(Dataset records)
++++++++++++++++++++

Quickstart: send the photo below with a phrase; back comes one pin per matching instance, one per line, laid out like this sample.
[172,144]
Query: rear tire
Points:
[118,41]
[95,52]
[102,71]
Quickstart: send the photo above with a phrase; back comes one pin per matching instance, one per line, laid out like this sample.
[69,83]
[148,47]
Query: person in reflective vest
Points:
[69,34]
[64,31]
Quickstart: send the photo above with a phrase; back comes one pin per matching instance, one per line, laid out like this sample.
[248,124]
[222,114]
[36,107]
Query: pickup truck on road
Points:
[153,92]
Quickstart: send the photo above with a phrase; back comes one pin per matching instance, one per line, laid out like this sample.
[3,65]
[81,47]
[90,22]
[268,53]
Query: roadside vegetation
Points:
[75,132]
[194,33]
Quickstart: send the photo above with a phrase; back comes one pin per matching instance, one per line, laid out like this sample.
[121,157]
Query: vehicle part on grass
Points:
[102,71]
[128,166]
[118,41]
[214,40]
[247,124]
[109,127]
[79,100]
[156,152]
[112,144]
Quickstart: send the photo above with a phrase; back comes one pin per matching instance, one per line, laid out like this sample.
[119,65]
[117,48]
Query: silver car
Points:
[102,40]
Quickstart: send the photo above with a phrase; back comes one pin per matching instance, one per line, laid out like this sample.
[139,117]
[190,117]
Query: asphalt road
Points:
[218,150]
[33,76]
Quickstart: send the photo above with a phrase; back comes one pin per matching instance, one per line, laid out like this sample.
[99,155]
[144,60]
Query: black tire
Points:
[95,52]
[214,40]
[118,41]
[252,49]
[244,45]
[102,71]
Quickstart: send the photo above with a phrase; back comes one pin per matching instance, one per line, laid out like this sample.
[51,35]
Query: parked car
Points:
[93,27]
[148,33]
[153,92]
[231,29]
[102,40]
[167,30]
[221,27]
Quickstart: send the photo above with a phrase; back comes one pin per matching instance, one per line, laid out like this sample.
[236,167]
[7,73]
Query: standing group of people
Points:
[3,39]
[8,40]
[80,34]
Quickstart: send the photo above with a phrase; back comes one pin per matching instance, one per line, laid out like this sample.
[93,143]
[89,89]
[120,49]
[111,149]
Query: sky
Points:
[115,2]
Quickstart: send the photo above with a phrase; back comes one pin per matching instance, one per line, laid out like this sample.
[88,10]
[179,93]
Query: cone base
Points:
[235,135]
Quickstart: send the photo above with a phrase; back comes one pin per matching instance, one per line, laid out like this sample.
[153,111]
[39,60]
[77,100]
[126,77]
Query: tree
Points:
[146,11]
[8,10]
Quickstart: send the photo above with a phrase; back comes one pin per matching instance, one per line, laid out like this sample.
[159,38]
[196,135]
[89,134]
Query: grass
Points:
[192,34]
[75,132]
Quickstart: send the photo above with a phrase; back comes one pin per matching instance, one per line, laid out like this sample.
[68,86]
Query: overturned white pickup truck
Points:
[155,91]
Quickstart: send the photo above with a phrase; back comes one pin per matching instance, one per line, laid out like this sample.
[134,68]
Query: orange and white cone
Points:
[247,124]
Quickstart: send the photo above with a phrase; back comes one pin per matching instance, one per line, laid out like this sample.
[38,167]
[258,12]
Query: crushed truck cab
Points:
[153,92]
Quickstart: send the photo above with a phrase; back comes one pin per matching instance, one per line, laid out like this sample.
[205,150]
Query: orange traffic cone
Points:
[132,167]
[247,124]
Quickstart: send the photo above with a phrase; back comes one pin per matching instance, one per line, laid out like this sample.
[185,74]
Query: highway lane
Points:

++++++++++++++++++++

## Aim of the exercise
The answer must consist of every line from the records above that holds "cone".

## Result of this task
Query: cone base
Query: orange and white cone
Query: orange traffic cone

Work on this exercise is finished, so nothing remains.